## DATA PROVIDED
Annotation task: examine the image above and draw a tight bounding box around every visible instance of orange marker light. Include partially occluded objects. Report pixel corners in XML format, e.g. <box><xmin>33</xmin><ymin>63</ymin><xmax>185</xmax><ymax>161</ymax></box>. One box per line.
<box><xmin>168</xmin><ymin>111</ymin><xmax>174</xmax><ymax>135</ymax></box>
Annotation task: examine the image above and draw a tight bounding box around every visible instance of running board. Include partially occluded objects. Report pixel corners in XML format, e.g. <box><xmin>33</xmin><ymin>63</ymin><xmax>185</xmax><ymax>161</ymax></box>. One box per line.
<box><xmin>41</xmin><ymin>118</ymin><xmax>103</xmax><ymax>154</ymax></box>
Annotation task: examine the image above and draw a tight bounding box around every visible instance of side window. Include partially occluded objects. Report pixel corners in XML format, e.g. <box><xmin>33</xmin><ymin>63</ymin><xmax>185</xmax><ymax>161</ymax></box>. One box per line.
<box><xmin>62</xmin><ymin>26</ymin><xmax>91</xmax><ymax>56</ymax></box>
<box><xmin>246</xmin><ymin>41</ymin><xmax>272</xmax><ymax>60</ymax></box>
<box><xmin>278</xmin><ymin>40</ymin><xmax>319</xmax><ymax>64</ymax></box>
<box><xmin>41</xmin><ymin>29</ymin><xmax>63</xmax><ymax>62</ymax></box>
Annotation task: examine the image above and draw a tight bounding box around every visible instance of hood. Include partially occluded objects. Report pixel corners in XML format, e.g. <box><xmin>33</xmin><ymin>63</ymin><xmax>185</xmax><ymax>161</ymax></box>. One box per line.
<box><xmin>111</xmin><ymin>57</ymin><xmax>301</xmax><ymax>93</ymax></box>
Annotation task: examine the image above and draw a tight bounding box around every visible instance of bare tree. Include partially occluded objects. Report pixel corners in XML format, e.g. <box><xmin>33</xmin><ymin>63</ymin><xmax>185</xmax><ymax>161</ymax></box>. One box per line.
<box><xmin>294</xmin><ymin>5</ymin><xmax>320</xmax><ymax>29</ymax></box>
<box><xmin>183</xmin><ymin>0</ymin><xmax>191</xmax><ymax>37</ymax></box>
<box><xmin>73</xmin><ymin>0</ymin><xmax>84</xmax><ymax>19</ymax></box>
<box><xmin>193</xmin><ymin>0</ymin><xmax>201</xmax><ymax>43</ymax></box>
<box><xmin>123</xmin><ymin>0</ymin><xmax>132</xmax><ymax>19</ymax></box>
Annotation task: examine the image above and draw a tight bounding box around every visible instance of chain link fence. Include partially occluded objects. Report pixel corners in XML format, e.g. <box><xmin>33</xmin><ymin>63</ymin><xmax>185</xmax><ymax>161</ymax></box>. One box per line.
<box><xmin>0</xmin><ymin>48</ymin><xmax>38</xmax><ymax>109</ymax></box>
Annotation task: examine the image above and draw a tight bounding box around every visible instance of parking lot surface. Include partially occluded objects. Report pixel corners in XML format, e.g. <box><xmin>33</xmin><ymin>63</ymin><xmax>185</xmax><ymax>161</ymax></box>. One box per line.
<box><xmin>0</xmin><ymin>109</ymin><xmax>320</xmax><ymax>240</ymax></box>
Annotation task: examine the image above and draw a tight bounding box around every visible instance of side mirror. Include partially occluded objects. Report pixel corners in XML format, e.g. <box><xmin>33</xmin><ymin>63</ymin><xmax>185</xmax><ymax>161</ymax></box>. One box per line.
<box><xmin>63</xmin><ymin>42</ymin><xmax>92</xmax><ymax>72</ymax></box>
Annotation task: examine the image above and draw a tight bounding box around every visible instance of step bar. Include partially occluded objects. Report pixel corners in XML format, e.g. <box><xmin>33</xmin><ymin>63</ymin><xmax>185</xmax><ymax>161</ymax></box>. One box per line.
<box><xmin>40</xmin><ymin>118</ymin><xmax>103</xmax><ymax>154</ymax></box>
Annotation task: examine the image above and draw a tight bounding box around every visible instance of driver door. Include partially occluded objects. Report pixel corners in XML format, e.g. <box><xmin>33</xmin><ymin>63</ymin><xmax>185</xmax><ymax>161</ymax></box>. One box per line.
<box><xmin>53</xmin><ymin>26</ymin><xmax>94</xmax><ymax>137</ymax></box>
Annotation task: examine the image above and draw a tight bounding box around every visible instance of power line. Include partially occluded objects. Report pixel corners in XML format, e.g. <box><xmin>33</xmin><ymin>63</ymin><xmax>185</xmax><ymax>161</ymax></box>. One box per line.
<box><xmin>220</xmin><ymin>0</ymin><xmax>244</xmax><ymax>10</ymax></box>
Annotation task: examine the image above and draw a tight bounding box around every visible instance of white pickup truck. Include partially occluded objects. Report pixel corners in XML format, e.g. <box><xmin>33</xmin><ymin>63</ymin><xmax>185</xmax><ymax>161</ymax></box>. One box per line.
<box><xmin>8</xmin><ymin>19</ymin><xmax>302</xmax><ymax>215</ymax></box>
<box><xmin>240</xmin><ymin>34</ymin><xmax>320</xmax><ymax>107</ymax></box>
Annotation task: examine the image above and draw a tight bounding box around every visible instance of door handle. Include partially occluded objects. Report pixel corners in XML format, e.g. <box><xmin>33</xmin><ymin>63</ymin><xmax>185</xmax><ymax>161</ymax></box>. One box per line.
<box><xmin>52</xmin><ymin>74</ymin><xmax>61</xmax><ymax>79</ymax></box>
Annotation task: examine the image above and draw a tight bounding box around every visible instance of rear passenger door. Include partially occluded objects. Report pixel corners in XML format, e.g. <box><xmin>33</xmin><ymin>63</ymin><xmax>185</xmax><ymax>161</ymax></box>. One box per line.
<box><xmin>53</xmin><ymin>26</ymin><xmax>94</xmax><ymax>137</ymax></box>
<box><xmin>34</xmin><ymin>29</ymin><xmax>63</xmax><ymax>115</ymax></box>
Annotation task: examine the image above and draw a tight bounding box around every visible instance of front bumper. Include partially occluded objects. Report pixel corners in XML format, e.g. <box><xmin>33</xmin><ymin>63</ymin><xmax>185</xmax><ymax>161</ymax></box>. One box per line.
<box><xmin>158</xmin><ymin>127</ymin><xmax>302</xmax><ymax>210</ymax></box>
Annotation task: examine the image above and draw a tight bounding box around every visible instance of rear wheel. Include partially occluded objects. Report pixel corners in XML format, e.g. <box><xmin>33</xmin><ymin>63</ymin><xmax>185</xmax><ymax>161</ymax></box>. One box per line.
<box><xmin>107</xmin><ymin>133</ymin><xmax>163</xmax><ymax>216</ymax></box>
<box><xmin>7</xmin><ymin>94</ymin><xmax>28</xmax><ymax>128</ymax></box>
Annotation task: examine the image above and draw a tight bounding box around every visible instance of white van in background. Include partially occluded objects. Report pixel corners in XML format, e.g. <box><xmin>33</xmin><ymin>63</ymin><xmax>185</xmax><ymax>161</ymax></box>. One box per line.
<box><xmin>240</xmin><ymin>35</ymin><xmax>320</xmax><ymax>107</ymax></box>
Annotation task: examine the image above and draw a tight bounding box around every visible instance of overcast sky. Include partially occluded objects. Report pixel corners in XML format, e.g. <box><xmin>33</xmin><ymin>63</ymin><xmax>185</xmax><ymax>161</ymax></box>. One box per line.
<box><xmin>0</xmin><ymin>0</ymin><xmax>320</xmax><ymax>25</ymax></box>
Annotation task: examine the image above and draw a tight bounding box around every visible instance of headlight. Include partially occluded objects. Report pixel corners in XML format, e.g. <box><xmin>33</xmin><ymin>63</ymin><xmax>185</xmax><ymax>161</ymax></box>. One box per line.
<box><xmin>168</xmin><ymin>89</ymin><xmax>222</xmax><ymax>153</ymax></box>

## WHAT THE TASK ASKS
Return all of the records above verbatim, line for line, with nothing altered.

## CORRECT OUTPUT
Annotation task: examine the image above and draw a tight bounding box around every visible instance of orange marker light. Include partially occluded objects. Report pixel corners in XML format, e.g. <box><xmin>33</xmin><ymin>63</ymin><xmax>185</xmax><ymax>161</ymax></box>. One box per line.
<box><xmin>168</xmin><ymin>111</ymin><xmax>174</xmax><ymax>135</ymax></box>
Annotation task: examine the image above and draw a tight bounding box around every visible instance of running board. Include partially occluded objects. Report pixel corners in XML format, e.g. <box><xmin>33</xmin><ymin>63</ymin><xmax>185</xmax><ymax>161</ymax></box>. One box per line.
<box><xmin>41</xmin><ymin>118</ymin><xmax>103</xmax><ymax>154</ymax></box>
Annotation task: examine the image above and draw a tight bounding box around every visible instance of side window. Include partially occluded objects. Report pixel corners in XML format, e.g. <box><xmin>33</xmin><ymin>63</ymin><xmax>185</xmax><ymax>161</ymax></box>. One box per line.
<box><xmin>62</xmin><ymin>26</ymin><xmax>91</xmax><ymax>56</ymax></box>
<box><xmin>246</xmin><ymin>41</ymin><xmax>272</xmax><ymax>60</ymax></box>
<box><xmin>278</xmin><ymin>40</ymin><xmax>319</xmax><ymax>64</ymax></box>
<box><xmin>41</xmin><ymin>29</ymin><xmax>63</xmax><ymax>62</ymax></box>
Annotation task: examine the image above and draw a tight bounding box around every visible instance of hood. Include partially occluded objects. Report pixel corners in XML format, e.g. <box><xmin>33</xmin><ymin>63</ymin><xmax>185</xmax><ymax>161</ymax></box>. One box per line.
<box><xmin>111</xmin><ymin>57</ymin><xmax>301</xmax><ymax>93</ymax></box>
Annotation task: examine the image above and draw a tight bounding box around every visible instance of bare tree. Include partially occluded objects. Report pixel corners in XML format, e.g. <box><xmin>33</xmin><ymin>63</ymin><xmax>185</xmax><ymax>161</ymax></box>. One box per line.
<box><xmin>294</xmin><ymin>5</ymin><xmax>320</xmax><ymax>29</ymax></box>
<box><xmin>183</xmin><ymin>0</ymin><xmax>191</xmax><ymax>37</ymax></box>
<box><xmin>73</xmin><ymin>0</ymin><xmax>84</xmax><ymax>19</ymax></box>
<box><xmin>193</xmin><ymin>0</ymin><xmax>201</xmax><ymax>43</ymax></box>
<box><xmin>123</xmin><ymin>0</ymin><xmax>132</xmax><ymax>19</ymax></box>
Annotation task: examine the image above and draw a tight bounding box around every visible instance of chain link fence. Include partially occluded objects. Report pixel corners in XML format, e.g. <box><xmin>33</xmin><ymin>63</ymin><xmax>185</xmax><ymax>161</ymax></box>. One box per line.
<box><xmin>0</xmin><ymin>48</ymin><xmax>38</xmax><ymax>109</ymax></box>
Annotation task: examine the image above and draw a tight bounding box around every visible instance of parking lot surface. Include partially occluded objects. Report pixel corners in XML format, e.g. <box><xmin>33</xmin><ymin>63</ymin><xmax>185</xmax><ymax>161</ymax></box>. One box per line.
<box><xmin>0</xmin><ymin>109</ymin><xmax>320</xmax><ymax>240</ymax></box>
Annotation task: examine the image above and draw a tight bounding box around every visible instance of side mirror. Include partially occluded objects. Report pixel corners in XML format, e.g. <box><xmin>33</xmin><ymin>63</ymin><xmax>185</xmax><ymax>161</ymax></box>. One box per line.
<box><xmin>63</xmin><ymin>42</ymin><xmax>92</xmax><ymax>72</ymax></box>
Annotation task: examine the image above and draw a tight bounding box around every visible instance of step bar. Include partially occluded objects. Report pixel corners in XML format, e.g. <box><xmin>33</xmin><ymin>63</ymin><xmax>185</xmax><ymax>161</ymax></box>. One box per line.
<box><xmin>40</xmin><ymin>118</ymin><xmax>103</xmax><ymax>154</ymax></box>
Annotation task: examine the image above and draw a tight bounding box around every visible instance of driver door. Include partially occluded objects. Report pixel corners in XML format, e.g. <box><xmin>33</xmin><ymin>63</ymin><xmax>185</xmax><ymax>161</ymax></box>. One box per line.
<box><xmin>53</xmin><ymin>26</ymin><xmax>94</xmax><ymax>137</ymax></box>
Annotation task: examine the image above and draw a tight bounding box around every visible instance of power line. Include partially occluded objects. Report pixel corners in XML format, e.g. <box><xmin>33</xmin><ymin>63</ymin><xmax>185</xmax><ymax>161</ymax></box>. One box per line.
<box><xmin>220</xmin><ymin>0</ymin><xmax>244</xmax><ymax>10</ymax></box>
Annotation task: examine the image above and draw a tight bounding box around every visible instance of white pickup truck. Include partially occluded objects. Report pixel corners in XML format, e.g. <box><xmin>33</xmin><ymin>63</ymin><xmax>185</xmax><ymax>161</ymax></box>. One box per line.
<box><xmin>8</xmin><ymin>19</ymin><xmax>302</xmax><ymax>215</ymax></box>
<box><xmin>240</xmin><ymin>34</ymin><xmax>320</xmax><ymax>107</ymax></box>
Annotation task: examine the image above and draw a tight bounding box around every visible instance of door handle. Include partially occluded objects. Report pixel corners in XML format, e.g. <box><xmin>33</xmin><ymin>63</ymin><xmax>185</xmax><ymax>161</ymax></box>. One box per line.
<box><xmin>52</xmin><ymin>74</ymin><xmax>61</xmax><ymax>79</ymax></box>
Annotation task: examine the image above and draw a tight bounding box around every visible instance of rear passenger door. Include partially occluded objects. Report pixel corners in XML format, e.g. <box><xmin>33</xmin><ymin>63</ymin><xmax>185</xmax><ymax>161</ymax></box>. One box per line.
<box><xmin>53</xmin><ymin>26</ymin><xmax>94</xmax><ymax>137</ymax></box>
<box><xmin>34</xmin><ymin>29</ymin><xmax>63</xmax><ymax>115</ymax></box>
Annotation task: examine the image above and draw a tight bounding box around every visible instance of front bumper. Include partially occluded objects. Report pixel corners in XML format, e.g. <box><xmin>33</xmin><ymin>63</ymin><xmax>185</xmax><ymax>161</ymax></box>. One box per line.
<box><xmin>158</xmin><ymin>127</ymin><xmax>302</xmax><ymax>210</ymax></box>
Annotation task: examine the image above and draw a tight bounding box around every visible instance of rear wheel. Include partially occluded objects. Report pixel corners in XML format, e.g. <box><xmin>33</xmin><ymin>63</ymin><xmax>185</xmax><ymax>161</ymax></box>. One box per line.
<box><xmin>107</xmin><ymin>133</ymin><xmax>163</xmax><ymax>216</ymax></box>
<box><xmin>7</xmin><ymin>94</ymin><xmax>28</xmax><ymax>128</ymax></box>
Annotation task: examine the image above and draw a tight bounding box around every visible instance of white van in background. Include partially occluded objects. Report pixel corners in XML format, e.g. <box><xmin>33</xmin><ymin>63</ymin><xmax>185</xmax><ymax>161</ymax></box>. One box per line.
<box><xmin>240</xmin><ymin>35</ymin><xmax>320</xmax><ymax>107</ymax></box>
Annotation task: examine the image above and draw a tight bounding box around every visible instance of overcast sky. Include partially occluded objects. Report pixel corners in XML format, e.g. <box><xmin>33</xmin><ymin>63</ymin><xmax>185</xmax><ymax>161</ymax></box>. One box per line.
<box><xmin>0</xmin><ymin>0</ymin><xmax>320</xmax><ymax>25</ymax></box>
Annotation task: examine the image above and draw a tight bounding box around every visible instance of headlight. Include partially occluded objects. Report pixel corners in XML format, e.g. <box><xmin>33</xmin><ymin>63</ymin><xmax>185</xmax><ymax>161</ymax></box>. One box per line.
<box><xmin>168</xmin><ymin>89</ymin><xmax>222</xmax><ymax>153</ymax></box>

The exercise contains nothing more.